## Data for this exercise
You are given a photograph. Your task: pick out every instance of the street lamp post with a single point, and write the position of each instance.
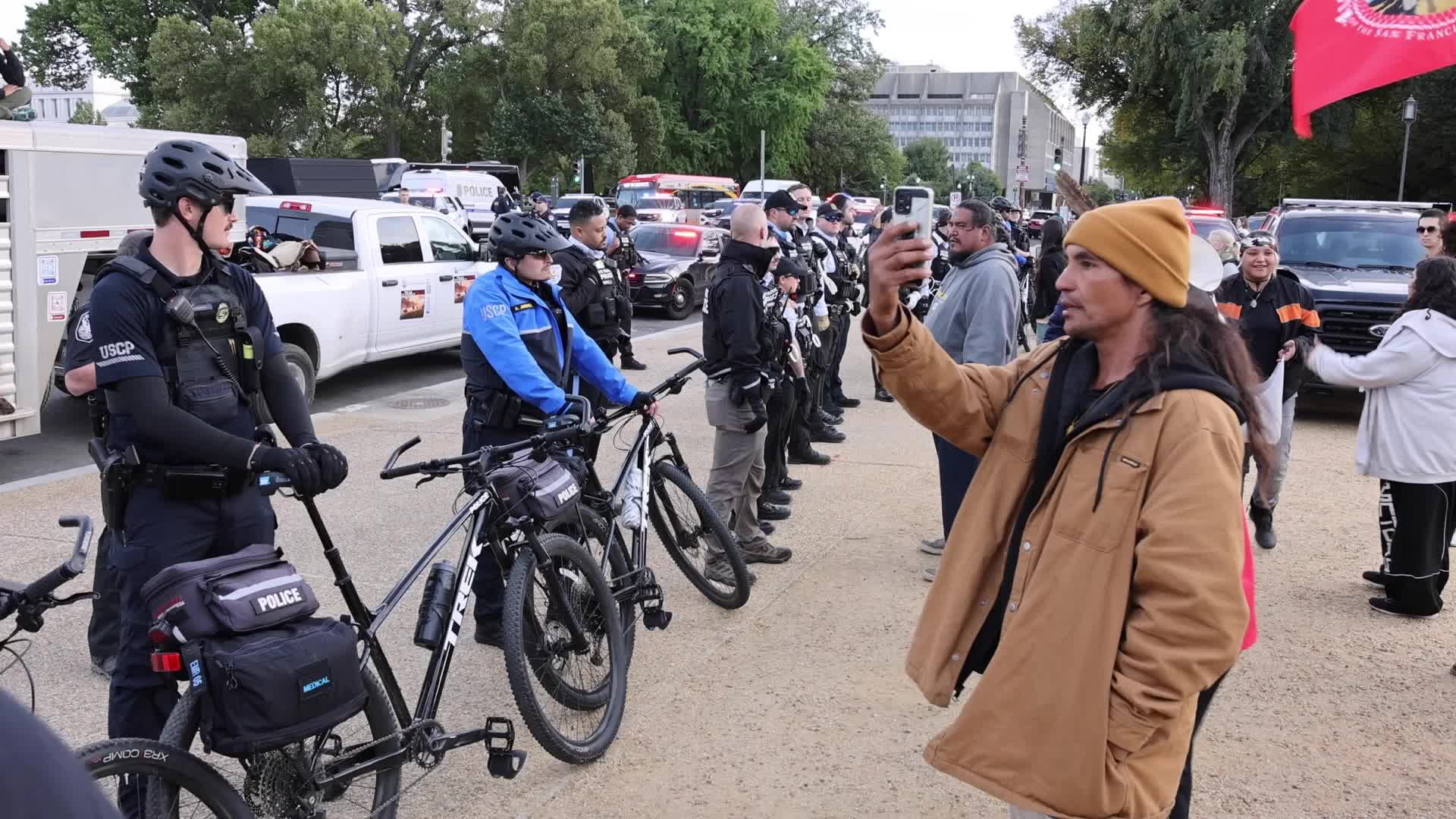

---

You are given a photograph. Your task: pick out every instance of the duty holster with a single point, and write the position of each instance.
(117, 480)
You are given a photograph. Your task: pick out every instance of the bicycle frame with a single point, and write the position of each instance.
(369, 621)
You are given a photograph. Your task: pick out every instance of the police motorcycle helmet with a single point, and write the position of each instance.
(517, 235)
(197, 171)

---

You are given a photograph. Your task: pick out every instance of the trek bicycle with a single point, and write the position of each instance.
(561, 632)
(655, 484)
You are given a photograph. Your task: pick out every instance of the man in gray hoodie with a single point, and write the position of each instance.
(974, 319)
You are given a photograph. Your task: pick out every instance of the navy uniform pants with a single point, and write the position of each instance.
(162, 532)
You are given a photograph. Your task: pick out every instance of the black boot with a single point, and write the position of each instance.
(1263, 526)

## What needs to be done
Count the lines in the data above that contain the word "bicycle", and reply with the number alone.

## Answer to the problem
2